[Records from a data collection]
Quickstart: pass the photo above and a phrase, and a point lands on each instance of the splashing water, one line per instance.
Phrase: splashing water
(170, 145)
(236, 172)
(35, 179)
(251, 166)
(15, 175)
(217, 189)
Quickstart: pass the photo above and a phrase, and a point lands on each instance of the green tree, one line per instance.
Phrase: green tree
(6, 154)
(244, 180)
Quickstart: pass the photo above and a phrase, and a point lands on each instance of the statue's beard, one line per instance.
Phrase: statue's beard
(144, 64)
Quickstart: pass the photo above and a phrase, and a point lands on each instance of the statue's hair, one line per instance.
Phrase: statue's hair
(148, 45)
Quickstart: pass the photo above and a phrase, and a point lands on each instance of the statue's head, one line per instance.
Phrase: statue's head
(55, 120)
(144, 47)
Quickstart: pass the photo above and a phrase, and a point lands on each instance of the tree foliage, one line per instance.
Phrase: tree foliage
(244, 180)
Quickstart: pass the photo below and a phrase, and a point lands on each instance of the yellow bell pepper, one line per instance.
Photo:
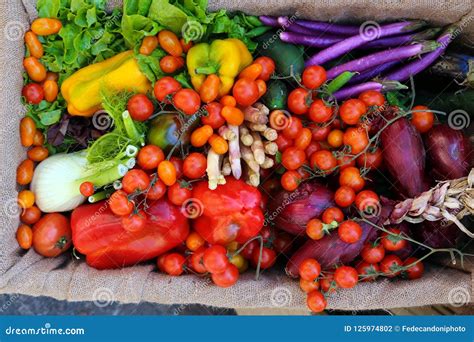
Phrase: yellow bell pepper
(223, 57)
(82, 90)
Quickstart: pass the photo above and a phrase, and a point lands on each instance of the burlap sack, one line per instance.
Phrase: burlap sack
(70, 279)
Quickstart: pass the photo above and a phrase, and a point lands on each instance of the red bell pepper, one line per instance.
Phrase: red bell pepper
(98, 233)
(230, 212)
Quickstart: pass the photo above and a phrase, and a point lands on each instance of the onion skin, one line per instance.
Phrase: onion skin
(404, 156)
(449, 152)
(290, 211)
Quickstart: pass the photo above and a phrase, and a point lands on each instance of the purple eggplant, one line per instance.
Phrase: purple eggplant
(336, 29)
(404, 157)
(307, 40)
(355, 90)
(366, 35)
(401, 40)
(382, 57)
(449, 152)
(290, 211)
(413, 68)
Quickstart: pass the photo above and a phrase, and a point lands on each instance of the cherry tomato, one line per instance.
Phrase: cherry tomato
(140, 107)
(268, 257)
(393, 241)
(344, 196)
(156, 190)
(299, 101)
(45, 26)
(372, 98)
(319, 112)
(320, 133)
(24, 172)
(290, 180)
(215, 259)
(312, 147)
(372, 253)
(294, 128)
(308, 286)
(33, 93)
(135, 181)
(356, 138)
(194, 241)
(134, 222)
(349, 231)
(167, 172)
(86, 189)
(268, 67)
(196, 262)
(368, 271)
(335, 138)
(170, 43)
(368, 202)
(351, 111)
(346, 277)
(187, 101)
(26, 199)
(314, 229)
(314, 76)
(30, 215)
(323, 160)
(178, 194)
(52, 235)
(173, 264)
(201, 135)
(164, 87)
(351, 177)
(149, 157)
(332, 214)
(226, 278)
(316, 301)
(309, 269)
(292, 158)
(415, 271)
(371, 160)
(119, 203)
(303, 140)
(51, 90)
(213, 117)
(194, 166)
(209, 90)
(149, 44)
(24, 236)
(34, 68)
(33, 44)
(27, 131)
(170, 64)
(391, 265)
(422, 118)
(245, 92)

**AIM OF THE EXERCISE**
Word for word, quote the lines above. Omit the pictures.

**FINISHED TASK**
Quickstart: pass the photo above and a phrase, and a point lands on each instance of the splashing water, one line per instance.
Phrase: splashing water
(170, 145)
(236, 172)
(35, 179)
(251, 166)
(15, 175)
(217, 189)
Quickstart: pass the photo above and a phrase, and a point lands on each instance of the green tree, one line per instance.
Phrase: green tree
(6, 154)
(244, 180)
Quickstart: pass the photo above and a phrase, and a point lands on each instance of the statue's beard, one line per instance.
Phrase: statue's beard
(144, 64)
Quickstart: pass the photo above and a phrase, and a point lands on each instance of the statue's hair, one line per instance.
Phrase: statue's hair
(148, 45)
Quickstart: pass the photo above and a phrase, and a point lands on each instance of the statue's head, one line per instance.
Phrase: statue's head
(55, 120)
(144, 47)
Quickstart: pass the photo above and a phrase, and a point lands on each instance of the tree foliage, one line per instance.
Phrase: tree foliage
(244, 180)
Quickstart: pass the photo below and a phrase, and a point lands on each instance of the yellow bell pepper, one line per instance.
Photo:
Phrase: yellow bell pepper
(223, 57)
(82, 90)
Quickstart: pass the photo above and a phrase, and a point lands on each instance of the burlap sack, one line per instance.
Phrase: burlap sack
(70, 279)
Quickstart: pass the photo above and a phrase, and a point lands on each instance of the red bell pepper, one line per instance.
Phrase: red bell pepper
(98, 233)
(230, 212)
Quickstart: pass the photo above and a phrase, and a point lands on each instance of the onion skin, one line per instance.
Phrase: onion skin
(404, 156)
(449, 152)
(290, 211)
Quickstart: pass the photo above and a phrase, and a point lands on each instance of the purple eggplant, one line per instance.
Phrase: purple eggplant
(336, 29)
(404, 157)
(307, 40)
(355, 90)
(366, 35)
(401, 40)
(382, 57)
(449, 152)
(290, 211)
(413, 68)
Quickstart: pass the photo above and a phrase, and a point lands on each instance of the cherry tomato, one line per instance.
Phrase: cherry tomato
(140, 107)
(268, 257)
(393, 241)
(344, 196)
(156, 190)
(299, 101)
(45, 26)
(372, 98)
(319, 112)
(320, 133)
(24, 172)
(290, 180)
(215, 259)
(312, 147)
(372, 253)
(294, 128)
(308, 286)
(33, 93)
(135, 181)
(356, 138)
(194, 241)
(134, 222)
(349, 231)
(167, 172)
(86, 189)
(268, 67)
(196, 262)
(368, 271)
(335, 138)
(170, 43)
(368, 202)
(351, 111)
(346, 277)
(187, 101)
(26, 199)
(314, 229)
(314, 76)
(30, 215)
(323, 160)
(178, 194)
(52, 235)
(173, 264)
(201, 135)
(164, 87)
(351, 177)
(149, 157)
(332, 214)
(226, 278)
(316, 301)
(309, 269)
(292, 158)
(415, 271)
(371, 160)
(119, 203)
(303, 140)
(51, 90)
(213, 117)
(194, 166)
(209, 90)
(149, 44)
(24, 236)
(34, 68)
(33, 44)
(27, 131)
(170, 64)
(391, 265)
(422, 118)
(245, 92)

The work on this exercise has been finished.